Exercises:
A: List each commitment that the commentary on Labour's economic agenda says is implied by the comments.
B: Write the next part of the commentary on Labour's economic agenda, starting after its final sentence.
[start Supplied text]
Unsaid, but very obviously implied by these comments is a commitment to:
- Austerity.
- A limited role for government.
- The Bank of England and Treasury view of the economy, including their desire for high interest rates that are threatening so many household's finances.
- Managerialism.
- Maintenance of the status quo.
Unsurprisingly, I despair about this presentation of the politics of the centre right, which is the kindest interpretation that can be placed upon this agenda.
At a time when it is very apparent that the whole neoliberal economic approach, with its focus upon small government and austerity, has totally failed this country this austerity agenda is exactly what Labour is offering as an alternative to the Tory government that has delivered this programme for the last thirteen years. Instead of offering solutions to the problems that tht this country faces, Labour is instead seeking to deliver the Tory's programme, but just a little more competently than they did. Absolutely anyone with the slightest social democratic orientation, let alone socialist, egalitarian or green bias should, I think, be sharing that sense of despair, because none of that thinking is remotely close to that which Labour is now offering.
What is more, and to be clear, none of this is necessary. As a matter of fact:
- There is no such thing as taxpayers' money. The claim that there is represents one of the great neoliberal myths. The reality is that taxpayers do not have the means to make settlement of tax unless the government has spent the money that they pay into circulation in the first place by providing them with the goods, services, social safety net and other support that they require and vote for. To claim that a shortage of tax revenue is as a consequence a constraint upon government spending is absurd. Government spending is the source of tax revenue.
[end Supplied text]
[start Data shown]
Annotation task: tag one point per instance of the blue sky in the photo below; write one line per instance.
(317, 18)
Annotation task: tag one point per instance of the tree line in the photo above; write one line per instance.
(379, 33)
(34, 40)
[end Data shown]
The answers:
A:
- Austerity.
- A limited role for government.
- The Bank of England and Treasury view of the economy, including their desire for high interest rates that are threatening so many household's finances.
- Managerialism.
- Maintenance of the status quo.

B:
- There is not, and never has been, a reason for a government to balance its income against its expenditure. This is why they have not done so for over 300 years. The result of them not doing so has been continual growth, and the supply of a stable and reliable money supply, which is only possible when created by the government, which is only possible if it runs a deficit. Sound money only exists if it is created by government, and only government deficits can deliver it, but Labour appears wholly unaware of this fact.
- Fiscal rules do not exist. No Chancellor of the Exchequer has ever created one that they could not also change, and usually did change when it became clear that they could not meet the target that they had set for themselves. Fiscal rules are actually fiscal choices, and the choice that Labour is making is to run small government and so deprive people of the hope that they now so desperately need if this economy is to recover from the mess that it is in.
The last thing that this country needs is the perpetuation of austerity, but that is exactly what Labour is offering. Worse, it is expelling from its ranks anyone who does not agree with this policy in an extraordinary authoritarian move that is designed to suppress all left of centre thinking within it.
Despite this, it has the temerity to describe itself as the Labour Party, which party had its roots in the trade union movement, radicalism, feminism, the quest for equality and the drive for social reform. I can see none of those influences in what it is now doing. and that is why I will speak out against it and all that Starmer and Reeves are choosing to do which will, I think, be so disastrous for this country.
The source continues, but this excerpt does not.